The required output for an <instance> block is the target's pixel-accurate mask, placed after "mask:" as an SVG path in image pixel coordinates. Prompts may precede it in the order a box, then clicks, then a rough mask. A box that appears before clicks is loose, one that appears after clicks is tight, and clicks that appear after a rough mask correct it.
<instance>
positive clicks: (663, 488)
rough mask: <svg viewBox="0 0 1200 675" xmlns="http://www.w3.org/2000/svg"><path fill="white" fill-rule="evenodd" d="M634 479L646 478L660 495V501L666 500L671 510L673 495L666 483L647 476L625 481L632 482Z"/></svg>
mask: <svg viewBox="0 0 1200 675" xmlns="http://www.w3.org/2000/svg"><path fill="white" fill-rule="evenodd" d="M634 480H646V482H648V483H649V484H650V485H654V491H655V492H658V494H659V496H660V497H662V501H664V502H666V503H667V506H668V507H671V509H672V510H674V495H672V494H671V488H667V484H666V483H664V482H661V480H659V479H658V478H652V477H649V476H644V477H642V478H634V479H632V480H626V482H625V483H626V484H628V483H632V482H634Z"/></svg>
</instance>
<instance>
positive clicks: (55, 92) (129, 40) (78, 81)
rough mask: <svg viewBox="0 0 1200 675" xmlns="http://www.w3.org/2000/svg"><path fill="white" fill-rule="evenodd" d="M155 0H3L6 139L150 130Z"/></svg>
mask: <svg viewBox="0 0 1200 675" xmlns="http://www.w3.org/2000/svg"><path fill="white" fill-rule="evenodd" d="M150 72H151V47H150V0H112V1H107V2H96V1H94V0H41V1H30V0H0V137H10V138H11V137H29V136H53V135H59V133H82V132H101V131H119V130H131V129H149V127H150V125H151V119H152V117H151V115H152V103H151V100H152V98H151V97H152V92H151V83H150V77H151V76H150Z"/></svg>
++++++++++
Work instruction:
Show each line of the material above where "clicks" occurs.

Output of the exercise:
The required output for an <instance> block is the target's pixel-accurate mask, placed after "mask:" as an SVG path in image pixel coordinates. Prompts may precede it in the order a box, then clicks, then a rough mask. A box that appears before clicks is loose, one that appears after clicks is tight, and clicks that appear after a rough mask correct it.
positive clicks: (663, 488)
positive clicks: (55, 92) (129, 40) (78, 81)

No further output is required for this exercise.